• **What the task requires**
Looking at the records below, state how many lines include the string "crowd" and add nothing further.

....

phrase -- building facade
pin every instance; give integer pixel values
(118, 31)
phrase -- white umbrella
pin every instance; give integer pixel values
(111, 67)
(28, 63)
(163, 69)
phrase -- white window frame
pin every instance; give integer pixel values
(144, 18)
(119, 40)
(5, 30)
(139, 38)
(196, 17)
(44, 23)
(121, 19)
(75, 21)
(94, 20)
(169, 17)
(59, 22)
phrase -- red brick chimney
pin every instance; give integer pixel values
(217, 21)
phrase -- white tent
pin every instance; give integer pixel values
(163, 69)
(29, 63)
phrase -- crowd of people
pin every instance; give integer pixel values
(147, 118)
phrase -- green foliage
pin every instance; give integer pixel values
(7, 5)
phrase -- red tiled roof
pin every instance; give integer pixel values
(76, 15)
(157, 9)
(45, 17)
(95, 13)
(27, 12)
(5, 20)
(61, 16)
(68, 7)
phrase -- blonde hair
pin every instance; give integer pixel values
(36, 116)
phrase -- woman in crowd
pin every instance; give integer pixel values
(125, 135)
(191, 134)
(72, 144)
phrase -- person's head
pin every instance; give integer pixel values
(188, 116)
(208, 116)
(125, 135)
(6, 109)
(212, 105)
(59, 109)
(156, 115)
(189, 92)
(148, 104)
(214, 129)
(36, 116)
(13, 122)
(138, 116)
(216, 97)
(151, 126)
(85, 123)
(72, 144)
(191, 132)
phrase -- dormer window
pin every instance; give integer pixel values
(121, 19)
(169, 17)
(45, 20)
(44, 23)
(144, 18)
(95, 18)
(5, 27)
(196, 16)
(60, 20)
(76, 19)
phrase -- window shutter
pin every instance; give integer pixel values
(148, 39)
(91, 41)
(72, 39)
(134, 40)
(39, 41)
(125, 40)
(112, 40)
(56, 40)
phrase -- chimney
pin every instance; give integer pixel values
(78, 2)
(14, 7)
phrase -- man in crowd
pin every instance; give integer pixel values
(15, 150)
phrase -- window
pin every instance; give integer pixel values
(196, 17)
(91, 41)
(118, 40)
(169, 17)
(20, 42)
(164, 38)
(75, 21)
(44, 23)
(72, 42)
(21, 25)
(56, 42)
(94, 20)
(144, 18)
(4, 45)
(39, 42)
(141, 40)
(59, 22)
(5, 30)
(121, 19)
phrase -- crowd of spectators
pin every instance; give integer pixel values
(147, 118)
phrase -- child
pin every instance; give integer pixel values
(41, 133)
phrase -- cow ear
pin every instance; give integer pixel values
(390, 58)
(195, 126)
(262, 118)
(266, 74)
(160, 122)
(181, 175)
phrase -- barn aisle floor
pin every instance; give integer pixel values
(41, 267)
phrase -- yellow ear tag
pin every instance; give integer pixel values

....

• **Result of the task**
4